Work to complete: Copy all of the rows below, swapping each "tuples" for "coordinate pairs" and leaving the rest unchanged.
### Stored records ###
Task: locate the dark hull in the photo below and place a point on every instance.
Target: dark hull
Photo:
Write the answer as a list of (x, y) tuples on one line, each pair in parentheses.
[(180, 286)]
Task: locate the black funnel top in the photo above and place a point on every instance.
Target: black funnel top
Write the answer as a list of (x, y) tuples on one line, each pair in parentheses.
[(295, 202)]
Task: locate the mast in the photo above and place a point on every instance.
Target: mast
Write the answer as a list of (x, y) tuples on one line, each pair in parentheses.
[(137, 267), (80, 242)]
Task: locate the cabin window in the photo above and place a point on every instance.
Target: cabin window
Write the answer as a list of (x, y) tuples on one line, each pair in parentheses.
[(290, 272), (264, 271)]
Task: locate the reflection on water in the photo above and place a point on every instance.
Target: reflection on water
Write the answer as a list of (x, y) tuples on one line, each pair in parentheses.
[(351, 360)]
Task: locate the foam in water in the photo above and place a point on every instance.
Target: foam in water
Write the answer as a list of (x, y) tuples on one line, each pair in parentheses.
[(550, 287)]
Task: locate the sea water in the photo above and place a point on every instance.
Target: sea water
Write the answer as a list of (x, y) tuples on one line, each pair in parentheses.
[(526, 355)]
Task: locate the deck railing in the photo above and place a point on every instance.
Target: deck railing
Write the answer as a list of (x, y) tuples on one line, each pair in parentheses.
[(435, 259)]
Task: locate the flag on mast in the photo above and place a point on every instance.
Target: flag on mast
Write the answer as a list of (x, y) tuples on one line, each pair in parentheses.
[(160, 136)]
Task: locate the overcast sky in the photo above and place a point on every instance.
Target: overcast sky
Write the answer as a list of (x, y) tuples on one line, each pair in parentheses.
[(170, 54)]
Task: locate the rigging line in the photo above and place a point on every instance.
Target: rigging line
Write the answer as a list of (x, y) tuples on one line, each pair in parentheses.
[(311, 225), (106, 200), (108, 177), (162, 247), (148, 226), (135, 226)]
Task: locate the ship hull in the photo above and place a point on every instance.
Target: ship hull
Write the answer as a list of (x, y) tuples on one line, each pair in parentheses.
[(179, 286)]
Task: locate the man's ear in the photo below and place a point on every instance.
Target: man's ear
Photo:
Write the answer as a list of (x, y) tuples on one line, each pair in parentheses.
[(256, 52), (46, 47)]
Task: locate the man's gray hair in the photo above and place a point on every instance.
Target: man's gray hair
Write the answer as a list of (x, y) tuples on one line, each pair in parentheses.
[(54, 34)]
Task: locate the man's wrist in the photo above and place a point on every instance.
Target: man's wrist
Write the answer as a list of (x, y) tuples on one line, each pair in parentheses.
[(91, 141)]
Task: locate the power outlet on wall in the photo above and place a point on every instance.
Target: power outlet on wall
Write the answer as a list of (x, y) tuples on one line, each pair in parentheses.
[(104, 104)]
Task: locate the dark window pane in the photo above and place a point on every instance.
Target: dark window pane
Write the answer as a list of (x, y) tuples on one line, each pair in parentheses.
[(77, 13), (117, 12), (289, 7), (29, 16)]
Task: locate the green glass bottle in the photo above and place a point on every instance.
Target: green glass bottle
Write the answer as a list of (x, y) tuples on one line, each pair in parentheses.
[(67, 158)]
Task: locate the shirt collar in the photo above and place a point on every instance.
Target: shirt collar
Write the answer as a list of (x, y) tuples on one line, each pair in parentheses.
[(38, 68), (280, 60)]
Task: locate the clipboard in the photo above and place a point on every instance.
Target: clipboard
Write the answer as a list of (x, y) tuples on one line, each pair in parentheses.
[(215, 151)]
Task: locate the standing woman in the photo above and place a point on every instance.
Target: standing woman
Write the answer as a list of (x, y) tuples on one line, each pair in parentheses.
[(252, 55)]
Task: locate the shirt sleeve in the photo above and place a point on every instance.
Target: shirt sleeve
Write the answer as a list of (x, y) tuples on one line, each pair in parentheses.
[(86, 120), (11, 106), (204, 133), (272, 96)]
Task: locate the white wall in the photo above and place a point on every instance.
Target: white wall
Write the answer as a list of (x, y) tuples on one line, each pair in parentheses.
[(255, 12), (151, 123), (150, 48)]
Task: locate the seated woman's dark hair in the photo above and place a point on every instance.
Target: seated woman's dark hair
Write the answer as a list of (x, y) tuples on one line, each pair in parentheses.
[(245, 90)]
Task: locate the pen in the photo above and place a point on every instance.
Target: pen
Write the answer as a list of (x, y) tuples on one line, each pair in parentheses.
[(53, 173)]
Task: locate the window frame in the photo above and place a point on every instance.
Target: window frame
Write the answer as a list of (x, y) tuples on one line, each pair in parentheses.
###
Answer to this problem:
Task: locate the dark hull in the photo below and place a point on every instance.
Target: dark hull
Photo:
Write the answer as a list of (x, y) coordinate pairs on one line, each pair in parentheses.
[(180, 286)]
Task: locate the black funnel top in the photo above and place a point on every instance.
Target: black funnel top
Write the answer as a list of (x, y) coordinate pairs on one line, each pair in parentheses.
[(295, 202)]
Task: locate the mast in the photo above and place a point on every instance.
Target: mast
Write the answer as a list of (x, y) coordinate pairs on one line, each pair in parentheses.
[(137, 267), (80, 242)]
Task: locate the cabin window in the photo above and place a point on every instance.
Target: cabin window
Write the answer as a list of (x, y) coordinate pairs on one line, each pair in parentheses.
[(290, 272), (264, 271)]
Task: locate the reflection on water in the photo above and place a point on every instance.
Target: reflection on water
Write the answer as a list of (x, y) coordinate pairs on one line, each pair in parentheses.
[(351, 360)]
Task: locate the foam in water in the photo above and place a point on every instance.
Target: foam in water
Write the answer as a list of (x, y) coordinate pairs on one line, each pair in parentheses.
[(550, 287)]
Task: locate the sea water in the photo above and place a point on every instance.
Target: sea water
Write the answer as a list of (x, y) coordinate pairs on one line, each pair in parentheses.
[(526, 355)]
Task: locate the deck railing in the photo above and place a point on every instance.
Target: deck railing
Write the answer as a list of (x, y) coordinate pairs on one line, each pair in parentheses.
[(435, 259)]
Task: locate the flag on mast in the photo above and place a point on every instance.
Target: flag on mast
Write the answer as a list of (x, y) coordinate pairs on one line, each pair in parentheses.
[(160, 136)]
Task: locate the overcast sky in the photo above and place a point on every instance.
Target: overcast sky
Write the answer as a list of (x, y) coordinate pairs on one line, each pair in parentheses.
[(170, 54)]
Task: locate the rigging line in the photo above and place a point on every instance.
Target: rigging line
Write the answer as a list of (x, y) coordinate pairs on one line, each pair in parentheses.
[(311, 225), (106, 200), (108, 177), (162, 247), (148, 226), (135, 226)]
Task: locate the ship hull in the photo above and place a point on every instance.
Target: ship hull
Write the answer as a list of (x, y) coordinate pairs on one line, each pair in parentheses.
[(179, 286)]
Task: locate the man's ear in the photo below and place a point on every instance.
Target: man's ear
Photo:
Write the answer as a list of (x, y) coordinate pairs on one line, each pair in parentheses.
[(256, 52), (46, 47)]
Task: locate the man's gray hair in the photo above and place a point on every instance.
Target: man's gray hair
Write the answer as a list of (x, y) coordinate pairs on one line, each pair in parentheses.
[(54, 34)]
Task: locate the man's wrist in the photo above and place a point on every instance.
Target: man's wrist
Write the answer as a list of (x, y) coordinate pairs on one line, each pair in parentheses.
[(91, 141)]
Task: locate the power outlet on wall in the photo above and place a point on every instance.
Target: power outlet on wall
Write the answer as a list of (x, y) coordinate pairs on one line, each pair in parentheses.
[(104, 104)]
Task: locate the dark window pane in the photo above and place a point on every instance.
Target: dark window pane
Write the answer as a list of (x, y) coordinate pairs on one line, each pair in parentheses.
[(77, 13), (117, 12), (289, 7), (29, 16)]
Task: locate the green glass bottle in the photo above and place a point on every instance.
Target: green glass bottle
Write the answer as a list of (x, y) coordinate pairs on one line, each pair in parentheses.
[(67, 158)]
Task: locate the shirt collar in the photo above and place a point on every instance.
Target: shirt collar
Write the answer as a list of (x, y) coordinate pairs on one line, each pair in parentheses.
[(38, 68), (280, 60)]
Task: locate the clipboard in the photo above and place a point on every instance.
Target: clipboard
Write the answer as a list of (x, y) coordinate pairs on one line, each pair in parentheses.
[(215, 151)]
Task: locate the standing woman in the photo above and place a point on every instance.
Target: standing woman
Write the answer as a list of (x, y) coordinate pairs on one line, each pair in parentheses.
[(252, 55)]
Task: locate the shirt sleeve in the photo above and place a point on every instance.
Target: shirt sleeve
Write the answer as a list of (x, y) coordinate pairs on one line, each pair in parentheses.
[(86, 120), (11, 106), (204, 133), (272, 96)]
Task: locate the white wall in the photo above and place a point on every instance.
Target: white wall
Write the answer as a list of (x, y) coordinate pairs on one line, each pair in parentheses.
[(255, 12), (151, 123), (150, 48)]
Task: locate the seated woman's dark hair in the photo above and place a point on every instance.
Target: seated woman's dark hair
Write the answer as a list of (x, y) coordinate pairs on one line, each pair in parentheses.
[(245, 90)]
Task: locate the pen in the photo above and place a point on every instance.
Target: pen
Write the answer as a list of (x, y) coordinate pairs on one line, each pair in parentheses.
[(53, 173)]
Task: locate the window frame in the photo above and place a point on every instance.
Target: window frame
Write the answer as a list of (x, y) coordinate pairs on one line, each pair in parentheses.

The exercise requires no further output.